Data listing
============================================================
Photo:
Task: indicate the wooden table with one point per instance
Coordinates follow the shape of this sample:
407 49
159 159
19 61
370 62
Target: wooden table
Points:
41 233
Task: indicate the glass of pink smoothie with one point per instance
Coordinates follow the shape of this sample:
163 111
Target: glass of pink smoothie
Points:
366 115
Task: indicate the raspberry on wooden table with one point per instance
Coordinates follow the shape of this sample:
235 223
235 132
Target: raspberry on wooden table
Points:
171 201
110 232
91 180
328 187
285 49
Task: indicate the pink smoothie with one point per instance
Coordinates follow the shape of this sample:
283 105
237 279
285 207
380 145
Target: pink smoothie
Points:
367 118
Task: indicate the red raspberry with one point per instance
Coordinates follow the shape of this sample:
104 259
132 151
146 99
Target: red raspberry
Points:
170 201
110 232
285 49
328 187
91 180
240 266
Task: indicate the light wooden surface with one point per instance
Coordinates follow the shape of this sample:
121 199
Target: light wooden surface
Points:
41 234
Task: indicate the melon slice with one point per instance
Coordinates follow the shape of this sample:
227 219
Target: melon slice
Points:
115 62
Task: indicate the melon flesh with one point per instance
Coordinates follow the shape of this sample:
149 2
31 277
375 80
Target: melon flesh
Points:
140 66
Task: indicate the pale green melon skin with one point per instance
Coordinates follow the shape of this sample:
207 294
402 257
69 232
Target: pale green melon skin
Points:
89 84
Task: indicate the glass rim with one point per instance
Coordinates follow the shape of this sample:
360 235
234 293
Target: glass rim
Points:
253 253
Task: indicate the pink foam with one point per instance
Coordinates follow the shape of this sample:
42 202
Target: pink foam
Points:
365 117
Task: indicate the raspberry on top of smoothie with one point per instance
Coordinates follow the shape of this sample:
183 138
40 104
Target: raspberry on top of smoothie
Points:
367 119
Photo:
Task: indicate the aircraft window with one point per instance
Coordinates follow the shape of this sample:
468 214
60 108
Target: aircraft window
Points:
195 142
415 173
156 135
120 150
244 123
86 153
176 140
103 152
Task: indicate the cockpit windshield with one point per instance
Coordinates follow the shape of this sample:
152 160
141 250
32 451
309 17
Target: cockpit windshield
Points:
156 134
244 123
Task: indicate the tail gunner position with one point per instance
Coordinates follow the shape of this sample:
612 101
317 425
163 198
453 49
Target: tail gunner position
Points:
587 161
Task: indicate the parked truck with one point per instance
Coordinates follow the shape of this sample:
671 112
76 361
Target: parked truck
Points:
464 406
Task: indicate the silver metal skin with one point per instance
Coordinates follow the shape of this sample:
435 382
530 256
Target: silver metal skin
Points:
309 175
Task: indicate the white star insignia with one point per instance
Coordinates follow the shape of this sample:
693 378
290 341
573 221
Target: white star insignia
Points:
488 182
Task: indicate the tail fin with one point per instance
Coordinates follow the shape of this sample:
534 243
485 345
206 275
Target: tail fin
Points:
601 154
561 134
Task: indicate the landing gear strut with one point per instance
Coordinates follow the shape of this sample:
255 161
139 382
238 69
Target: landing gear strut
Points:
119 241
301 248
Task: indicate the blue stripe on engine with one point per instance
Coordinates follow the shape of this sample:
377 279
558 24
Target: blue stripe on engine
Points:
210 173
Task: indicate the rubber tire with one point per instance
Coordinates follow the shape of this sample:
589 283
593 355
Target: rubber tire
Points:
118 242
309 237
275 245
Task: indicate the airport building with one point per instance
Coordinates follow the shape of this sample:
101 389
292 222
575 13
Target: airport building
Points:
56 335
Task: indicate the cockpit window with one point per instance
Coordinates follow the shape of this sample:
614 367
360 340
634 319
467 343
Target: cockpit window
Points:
============================================================
Your goal
Format every line of the entries above as a Markdown table with the columns "Row" and "Entry line," numbering the rows in order and leaving out blank lines.

Full solution
| Row | Entry line |
|---|---|
| 1 | Photo: |
| 2 | Task: indicate the wooden table with one point per instance |
| 3 | Coordinates follow the shape of this sample: |
| 4 | 407 49 |
| 5 | 159 159 |
| 6 | 19 61 |
| 7 | 370 62 |
| 8 | Target: wooden table |
| 9 | Points: |
| 10 | 41 233 |
| 11 | Task: indicate the glass of pink smoothie with one point per instance |
| 12 | Coordinates follow the shape of this sample: |
| 13 | 163 111 |
| 14 | Target: glass of pink smoothie |
| 15 | Points: |
| 16 | 366 115 |
| 17 | Task: indicate the raspberry on wooden table with one point per instance |
| 18 | Coordinates follow the shape of this sample: |
| 19 | 235 223 |
| 20 | 235 132 |
| 21 | Target: raspberry on wooden table |
| 22 | Points: |
| 23 | 171 201 |
| 24 | 110 232 |
| 25 | 91 180 |
| 26 | 328 187 |
| 27 | 285 49 |
| 28 | Task: indicate the pink smoothie with one point per instance |
| 29 | Coordinates follow the shape of this sample: |
| 30 | 283 105 |
| 31 | 237 279 |
| 32 | 285 207 |
| 33 | 380 145 |
| 34 | Target: pink smoothie |
| 35 | Points: |
| 36 | 367 118 |
| 37 | Task: indicate the red raspberry with one point per instance |
| 38 | Coordinates follow the shape of this sample: |
| 39 | 104 259 |
| 40 | 132 151 |
| 41 | 146 99 |
| 42 | Target: red raspberry |
| 43 | Points: |
| 44 | 170 201 |
| 45 | 110 232 |
| 46 | 285 49 |
| 47 | 328 187 |
| 48 | 91 180 |
| 49 | 240 266 |
| 50 | Task: indicate the light wooden surface with one point per instance |
| 51 | Coordinates follow the shape of this sample: |
| 52 | 121 199 |
| 53 | Target: light wooden surface |
| 54 | Points: |
| 55 | 41 234 |
| 56 | Task: indicate the melon slice with one point per instance |
| 57 | Coordinates follow the shape of this sample: |
| 58 | 227 219 |
| 59 | Target: melon slice |
| 60 | Points: |
| 61 | 115 62 |
| 62 | Task: indicate the melon flesh with one point per instance |
| 63 | Coordinates follow the shape of this sample: |
| 64 | 149 2 |
| 65 | 31 277 |
| 66 | 375 80 |
| 67 | Target: melon flesh |
| 68 | Points: |
| 69 | 140 66 |
| 70 | Task: indicate the pale green melon skin with one point per instance |
| 71 | Coordinates follow the shape of this sample: |
| 72 | 207 294 |
| 73 | 402 257 |
| 74 | 69 232 |
| 75 | Target: pale green melon skin |
| 76 | Points: |
| 77 | 89 84 |
| 78 | Task: indicate the glass rim with one point per instance |
| 79 | Coordinates follow the shape of this sample: |
| 80 | 360 235 |
| 81 | 234 293 |
| 82 | Target: glass rim |
| 83 | Points: |
| 84 | 253 253 |
| 85 | Task: indicate the pink foam with one point per instance |
| 86 | Coordinates follow the shape of this sample: |
| 87 | 42 202 |
| 88 | Target: pink foam |
| 89 | Points: |
| 90 | 365 117 |
| 91 | Task: indicate the raspberry on top of smoothie with one point per instance |
| 92 | Coordinates follow the shape of this sample: |
| 93 | 183 138 |
| 94 | 40 104 |
| 95 | Target: raspberry on top of smoothie |
| 96 | Points: |
| 97 | 367 119 |
| 98 | Photo: |
| 99 | Task: indicate the aircraft window with one point per instance |
| 100 | Coordinates follow the shape of this sample: |
| 101 | 468 214 |
| 102 | 60 108 |
| 103 | Target: aircraft window |
| 104 | Points: |
| 105 | 195 142 |
| 106 | 415 173 |
| 107 | 156 135 |
| 108 | 120 150 |
| 109 | 244 123 |
| 110 | 86 153 |
| 111 | 176 140 |
| 112 | 103 152 |
| 113 | Task: indicate the cockpit windshield with one point per instance |
| 114 | Coordinates follow the shape of this sample: |
| 115 | 152 160 |
| 116 | 141 250 |
| 117 | 32 451 |
| 118 | 309 17 |
| 119 | Target: cockpit windshield |
| 120 | Points: |
| 121 | 156 134 |
| 122 | 244 123 |
| 123 | Task: indicate the tail gunner position with one point per instance |
| 124 | Coordinates follow the shape of this sample: |
| 125 | 612 101 |
| 126 | 317 425 |
| 127 | 163 198 |
| 128 | 453 49 |
| 129 | Target: tail gunner position |
| 130 | Points: |
| 131 | 587 161 |
| 132 | Task: indicate the parked truck with one point per instance |
| 133 | Coordinates follow the shape of this sample: |
| 134 | 671 112 |
| 135 | 76 361 |
| 136 | Target: parked truck |
| 137 | Points: |
| 138 | 464 406 |
| 139 | Task: indicate the silver metal skin with one point per instance |
| 140 | Coordinates follow the shape of this sample: |
| 141 | 435 382 |
| 142 | 530 256 |
| 143 | Target: silver metal skin |
| 144 | Points: |
| 145 | 309 175 |
| 146 | Task: indicate the white star insignia with one point per instance |
| 147 | Coordinates follow the shape of this sample: |
| 148 | 693 378 |
| 149 | 290 341 |
| 150 | 573 221 |
| 151 | Target: white star insignia |
| 152 | Points: |
| 153 | 488 182 |
| 154 | Task: indicate the tail fin with one point per instance |
| 155 | Coordinates follow the shape of this sample: |
| 156 | 534 243 |
| 157 | 485 345 |
| 158 | 206 275 |
| 159 | Target: tail fin |
| 160 | Points: |
| 161 | 601 154 |
| 162 | 561 134 |
| 163 | Task: indicate the landing gear strut with one point per instance |
| 164 | Coordinates follow the shape of this sample: |
| 165 | 255 161 |
| 166 | 139 382 |
| 167 | 238 69 |
| 168 | Target: landing gear strut |
| 169 | Points: |
| 170 | 119 241 |
| 171 | 301 248 |
| 172 | Task: indicate the blue stripe on engine with one point per instance |
| 173 | Coordinates follow the shape of this sample: |
| 174 | 377 279 |
| 175 | 558 24 |
| 176 | Target: blue stripe on engine |
| 177 | Points: |
| 178 | 210 173 |
| 179 | Task: indicate the rubber tire with one point per instance |
| 180 | Coordinates follow the shape of this sample: |
| 181 | 589 283 |
| 182 | 593 355 |
| 183 | Target: rubber tire |
| 184 | Points: |
| 185 | 118 242 |
| 186 | 309 237 |
| 187 | 275 245 |
| 188 | Task: indicate the airport building with one point per instance |
| 189 | Coordinates follow the shape of this sample: |
| 190 | 101 389 |
| 191 | 292 222 |
| 192 | 575 13 |
| 193 | Target: airport building |
| 194 | Points: |
| 195 | 56 335 |
| 196 | Task: indicate the cockpit window with one point per instance |
| 197 | Coordinates follow the shape of this sample: |
| 198 | 614 367 |
| 199 | 360 340 |
| 200 | 634 319 |
| 201 | 467 343 |
| 202 | Target: cockpit window |
| 203 | Points: |